**EXCERPTED PASSAGE**
Honestly, I found it deeply comforting.
Nyssa is the CEO and Co-Founder of Possibl AI, an AI consulting company helping businesses navigate the rapidly evolving world of artificial intelligence. She is sharp, wildly intelligent, deeply future-focused and refreshingly honest about the chaos that comes with building big things while raising children.
She described herself to me as “a wrangler battling a whole lot of lions,” which honestly feels like the perfect summary of modern womanhood.
Throughout our conversation, I kept thinking: this is what happens when women stop trying to fit neatly into boxes.
Nyssa openly shared that she is autistic and ADHD, diagnosed later in life, like many women are. She spoke candidly about masking, struggling socially at times and feeling “too direct” for certain environments. But what fascinated me most was how clearly those same traits have become part of her brilliance.
While many people still approach AI with fear, Nyssa sees patterns, opportunities and possibility everywhere.
“I see the art of the possible in almost anything,” she told me.
And honestly, you can feel that energy around her. She is a get sh*t done kind of human. The sort of person who says yes first and figures the rest out later. The kind of woman who probably makes other people slightly nervous because her brain moves at lightning speed while the rest of us are still trying to finish our coffee.
At one point she described her brain as having, “a million tabs open with music playing at the same time.”

**PARTS OF THE EXERCISE**
A. According to the profile, which company does Nyssa lead as CEO and Co-Founder?
B. Reproduce the stretch of the profile from "Nyssa openly shared" through "and possibility everywhere.".
C. List every descriptor the profile applies to Nyssa in the sentence beginning "She is sharp".

Collected data entries:

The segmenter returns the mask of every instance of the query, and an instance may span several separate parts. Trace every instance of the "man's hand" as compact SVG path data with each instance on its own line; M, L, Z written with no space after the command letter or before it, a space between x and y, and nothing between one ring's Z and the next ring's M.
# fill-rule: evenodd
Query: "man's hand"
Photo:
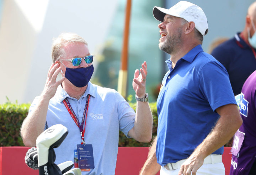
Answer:
M59 81L56 81L57 76L60 72L61 68L59 64L52 64L50 69L48 71L48 75L44 85L44 88L41 94L46 98L50 100L53 97L58 86L64 80L65 77L64 77Z
M146 92L146 78L148 74L147 65L145 61L142 64L142 67L139 70L138 69L135 70L133 81L133 88L137 96L139 98L144 98L145 97Z
M178 175L195 175L197 170L203 165L203 157L197 157L193 154L182 164L181 166Z

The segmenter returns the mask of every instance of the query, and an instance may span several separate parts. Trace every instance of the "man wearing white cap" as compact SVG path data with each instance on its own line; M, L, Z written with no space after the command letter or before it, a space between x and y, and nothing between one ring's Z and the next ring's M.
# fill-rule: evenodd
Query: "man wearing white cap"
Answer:
M206 17L184 1L155 7L153 14L161 22L159 48L170 57L157 102L157 137L140 174L224 175L223 145L242 121L226 69L202 49Z

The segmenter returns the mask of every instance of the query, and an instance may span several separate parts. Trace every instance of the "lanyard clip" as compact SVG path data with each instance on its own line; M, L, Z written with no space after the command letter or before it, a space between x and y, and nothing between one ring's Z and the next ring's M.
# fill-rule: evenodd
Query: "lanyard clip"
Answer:
M84 139L82 140L82 142L81 142L81 145L84 144L85 145L85 142Z

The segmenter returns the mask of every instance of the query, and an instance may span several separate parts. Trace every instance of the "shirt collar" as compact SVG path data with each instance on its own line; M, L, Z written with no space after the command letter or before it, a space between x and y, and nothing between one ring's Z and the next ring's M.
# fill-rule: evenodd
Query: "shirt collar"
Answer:
M87 85L87 88L85 90L85 93L81 97L86 97L89 94L92 97L95 97L96 88L94 88L94 85L90 81L88 83ZM58 101L61 102L66 97L72 98L63 89L61 85L59 85L57 88L57 90L54 98Z
M190 63L192 63L194 59L196 57L197 54L203 51L203 49L202 47L202 45L199 44L193 48L192 49L187 53L186 55L182 57L181 59L182 59L184 60L189 62ZM167 64L167 66L168 67L169 70L171 71L172 70L172 62L170 59L168 59L165 61Z

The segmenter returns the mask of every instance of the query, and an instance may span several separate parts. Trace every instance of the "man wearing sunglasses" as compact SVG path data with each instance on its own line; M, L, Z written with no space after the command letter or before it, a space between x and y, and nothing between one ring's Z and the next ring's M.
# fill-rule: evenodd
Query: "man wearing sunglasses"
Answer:
M134 74L135 113L116 91L90 82L94 58L87 43L77 35L62 34L54 40L53 63L44 88L32 103L21 134L24 144L33 147L44 130L61 124L69 134L54 149L55 163L75 156L82 174L113 175L119 130L139 141L151 140L152 116L145 92L147 65L143 63ZM59 73L62 78L57 80Z

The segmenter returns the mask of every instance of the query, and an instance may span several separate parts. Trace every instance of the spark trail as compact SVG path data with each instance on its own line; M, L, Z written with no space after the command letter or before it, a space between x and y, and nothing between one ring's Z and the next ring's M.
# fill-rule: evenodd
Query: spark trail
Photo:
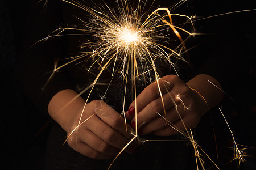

**EXERCISE RESULTS**
A. Possibl AI

B.
Nyssa openly shared that she is autistic and ADHD, diagnosed later in life, like many women are. She spoke candidly about masking, struggling socially at times and feeling “too direct” for certain environments. But what fascinated me most was how clearly those same traits have become part of her brilliance.
While many people still approach AI with fear, Nyssa sees patterns, opportunities and possibility everywhere.

C. sharp; wildly intelligent; deeply future-focused; refreshingly honest